# [WHAT YOU WILL DO]
Reproduce the data below line for line, changing nothing.

# [EXCERPTED RECORDS]
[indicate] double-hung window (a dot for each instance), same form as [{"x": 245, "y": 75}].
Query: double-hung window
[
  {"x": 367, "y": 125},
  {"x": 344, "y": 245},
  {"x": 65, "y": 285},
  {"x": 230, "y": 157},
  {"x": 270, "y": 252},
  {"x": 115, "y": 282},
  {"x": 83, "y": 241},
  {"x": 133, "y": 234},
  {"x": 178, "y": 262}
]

# [THE ANSWER]
[indicate] double-hung window (a dot for each instance), same form as [{"x": 245, "y": 75}].
Query: double-hung window
[
  {"x": 367, "y": 125},
  {"x": 344, "y": 245},
  {"x": 65, "y": 285},
  {"x": 230, "y": 157},
  {"x": 270, "y": 252},
  {"x": 115, "y": 282},
  {"x": 83, "y": 241},
  {"x": 133, "y": 234},
  {"x": 178, "y": 262}
]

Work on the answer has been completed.